**Written exercise**
Report every line in the material below that contains the string "school". Matching is case-sensitive.

══ Data entries ══

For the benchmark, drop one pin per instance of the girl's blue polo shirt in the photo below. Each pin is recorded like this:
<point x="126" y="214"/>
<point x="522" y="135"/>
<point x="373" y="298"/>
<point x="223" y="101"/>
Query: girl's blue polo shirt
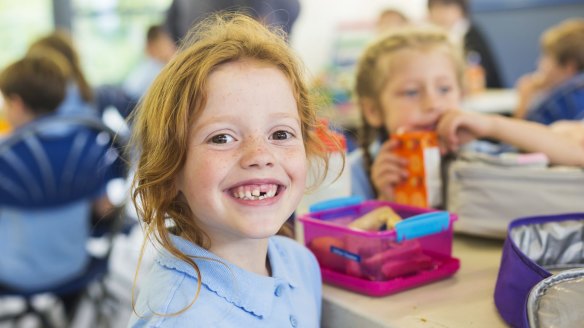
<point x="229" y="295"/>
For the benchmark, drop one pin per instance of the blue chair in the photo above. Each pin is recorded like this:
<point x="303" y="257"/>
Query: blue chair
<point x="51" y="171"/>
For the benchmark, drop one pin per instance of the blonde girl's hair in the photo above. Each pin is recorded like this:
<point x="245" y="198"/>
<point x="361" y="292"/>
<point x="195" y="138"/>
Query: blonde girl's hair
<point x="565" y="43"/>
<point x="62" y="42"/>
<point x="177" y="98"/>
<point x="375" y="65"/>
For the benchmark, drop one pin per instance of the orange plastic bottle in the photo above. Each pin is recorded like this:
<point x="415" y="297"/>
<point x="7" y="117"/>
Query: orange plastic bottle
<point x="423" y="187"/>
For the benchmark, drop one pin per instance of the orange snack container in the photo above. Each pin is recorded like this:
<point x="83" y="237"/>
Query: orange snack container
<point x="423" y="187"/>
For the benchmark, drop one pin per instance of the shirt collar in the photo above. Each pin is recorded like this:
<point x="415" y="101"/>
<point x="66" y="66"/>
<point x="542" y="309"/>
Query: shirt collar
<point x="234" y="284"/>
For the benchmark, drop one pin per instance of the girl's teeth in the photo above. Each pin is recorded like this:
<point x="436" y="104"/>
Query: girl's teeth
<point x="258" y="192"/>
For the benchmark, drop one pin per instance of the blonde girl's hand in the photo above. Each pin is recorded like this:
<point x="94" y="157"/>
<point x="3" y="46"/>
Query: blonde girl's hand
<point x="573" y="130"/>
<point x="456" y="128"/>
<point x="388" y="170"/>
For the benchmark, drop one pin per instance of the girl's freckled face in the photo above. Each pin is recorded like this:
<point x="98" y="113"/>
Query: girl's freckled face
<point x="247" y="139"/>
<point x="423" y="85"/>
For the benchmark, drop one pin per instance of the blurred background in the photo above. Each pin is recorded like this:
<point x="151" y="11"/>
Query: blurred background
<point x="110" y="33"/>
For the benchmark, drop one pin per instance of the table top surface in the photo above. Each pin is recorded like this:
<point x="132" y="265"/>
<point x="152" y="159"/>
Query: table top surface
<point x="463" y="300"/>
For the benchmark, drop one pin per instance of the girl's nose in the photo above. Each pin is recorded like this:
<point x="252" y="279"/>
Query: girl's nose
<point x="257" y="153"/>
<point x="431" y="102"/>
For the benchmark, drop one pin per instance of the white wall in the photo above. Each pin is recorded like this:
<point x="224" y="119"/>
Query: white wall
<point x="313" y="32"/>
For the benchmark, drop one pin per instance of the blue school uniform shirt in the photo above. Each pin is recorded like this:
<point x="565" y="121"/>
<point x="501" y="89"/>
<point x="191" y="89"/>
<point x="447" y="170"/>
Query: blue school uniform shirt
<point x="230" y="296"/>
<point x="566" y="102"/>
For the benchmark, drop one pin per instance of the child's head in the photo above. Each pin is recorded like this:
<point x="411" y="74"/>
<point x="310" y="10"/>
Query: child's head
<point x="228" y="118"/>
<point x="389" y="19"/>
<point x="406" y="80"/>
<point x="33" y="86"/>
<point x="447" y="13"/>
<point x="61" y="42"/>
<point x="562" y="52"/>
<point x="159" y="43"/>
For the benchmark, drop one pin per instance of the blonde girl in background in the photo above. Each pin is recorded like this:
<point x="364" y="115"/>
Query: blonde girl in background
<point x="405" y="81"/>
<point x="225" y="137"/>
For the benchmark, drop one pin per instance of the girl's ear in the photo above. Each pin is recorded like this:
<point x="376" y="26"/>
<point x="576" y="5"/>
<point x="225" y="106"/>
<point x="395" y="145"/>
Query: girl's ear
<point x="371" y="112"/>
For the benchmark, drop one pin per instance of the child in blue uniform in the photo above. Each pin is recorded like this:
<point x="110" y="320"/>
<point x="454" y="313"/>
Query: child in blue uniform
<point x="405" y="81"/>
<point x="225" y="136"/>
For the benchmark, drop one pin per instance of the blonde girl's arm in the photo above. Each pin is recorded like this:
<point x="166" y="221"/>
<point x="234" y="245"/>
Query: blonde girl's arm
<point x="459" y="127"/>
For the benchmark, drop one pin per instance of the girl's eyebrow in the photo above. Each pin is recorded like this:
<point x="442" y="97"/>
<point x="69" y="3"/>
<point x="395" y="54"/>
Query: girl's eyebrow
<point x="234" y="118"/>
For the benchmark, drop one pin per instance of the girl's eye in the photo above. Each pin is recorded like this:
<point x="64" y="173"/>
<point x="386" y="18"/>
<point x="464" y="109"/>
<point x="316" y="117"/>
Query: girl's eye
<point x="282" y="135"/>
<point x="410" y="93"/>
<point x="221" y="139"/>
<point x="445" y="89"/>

═══
══ Data entries ══

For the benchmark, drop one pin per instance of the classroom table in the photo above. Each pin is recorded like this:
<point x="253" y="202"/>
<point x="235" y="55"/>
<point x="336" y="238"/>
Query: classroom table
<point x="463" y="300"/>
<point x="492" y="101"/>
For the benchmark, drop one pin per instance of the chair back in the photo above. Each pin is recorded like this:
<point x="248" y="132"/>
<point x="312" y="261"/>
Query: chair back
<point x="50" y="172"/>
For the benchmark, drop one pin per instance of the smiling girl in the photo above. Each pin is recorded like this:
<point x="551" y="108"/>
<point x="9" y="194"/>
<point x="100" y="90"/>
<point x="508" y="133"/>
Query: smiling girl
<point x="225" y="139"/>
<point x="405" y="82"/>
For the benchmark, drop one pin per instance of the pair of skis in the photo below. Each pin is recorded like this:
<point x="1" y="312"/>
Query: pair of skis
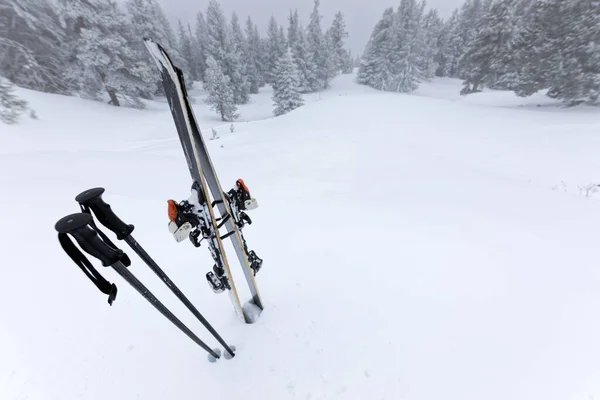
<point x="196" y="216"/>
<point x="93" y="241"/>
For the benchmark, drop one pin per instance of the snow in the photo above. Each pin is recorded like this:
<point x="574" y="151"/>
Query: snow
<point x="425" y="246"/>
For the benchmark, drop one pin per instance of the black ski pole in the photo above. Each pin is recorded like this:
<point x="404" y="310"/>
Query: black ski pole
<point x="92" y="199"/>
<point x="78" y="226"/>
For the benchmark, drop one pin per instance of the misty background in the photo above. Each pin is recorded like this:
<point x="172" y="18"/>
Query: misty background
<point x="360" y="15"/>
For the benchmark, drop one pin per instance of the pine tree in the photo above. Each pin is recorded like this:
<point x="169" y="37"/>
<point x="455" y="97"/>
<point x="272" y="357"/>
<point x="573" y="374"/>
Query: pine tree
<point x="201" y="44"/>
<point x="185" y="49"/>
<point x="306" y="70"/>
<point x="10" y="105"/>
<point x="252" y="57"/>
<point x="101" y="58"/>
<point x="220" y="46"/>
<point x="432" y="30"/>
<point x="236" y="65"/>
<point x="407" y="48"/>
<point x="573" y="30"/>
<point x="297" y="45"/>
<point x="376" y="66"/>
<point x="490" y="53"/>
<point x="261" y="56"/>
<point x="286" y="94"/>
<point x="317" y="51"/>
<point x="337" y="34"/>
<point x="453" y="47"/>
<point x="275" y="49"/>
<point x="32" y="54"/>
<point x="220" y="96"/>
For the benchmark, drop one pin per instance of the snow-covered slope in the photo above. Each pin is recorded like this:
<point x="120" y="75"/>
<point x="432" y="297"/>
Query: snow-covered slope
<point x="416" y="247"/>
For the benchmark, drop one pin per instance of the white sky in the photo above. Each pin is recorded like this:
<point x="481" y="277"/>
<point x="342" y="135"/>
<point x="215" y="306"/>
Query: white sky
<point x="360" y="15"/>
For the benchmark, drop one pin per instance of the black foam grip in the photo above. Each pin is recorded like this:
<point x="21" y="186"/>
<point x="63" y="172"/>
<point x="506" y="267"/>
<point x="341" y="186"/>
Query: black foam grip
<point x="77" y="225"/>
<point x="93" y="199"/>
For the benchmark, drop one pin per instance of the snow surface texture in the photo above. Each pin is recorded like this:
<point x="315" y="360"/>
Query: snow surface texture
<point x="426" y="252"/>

═══

**Solution for this problem**
For the benchmark, drop one pin per instance of the blue school uniform shirt in the photo above. Each pin is recorded like this:
Query: blue school uniform shirt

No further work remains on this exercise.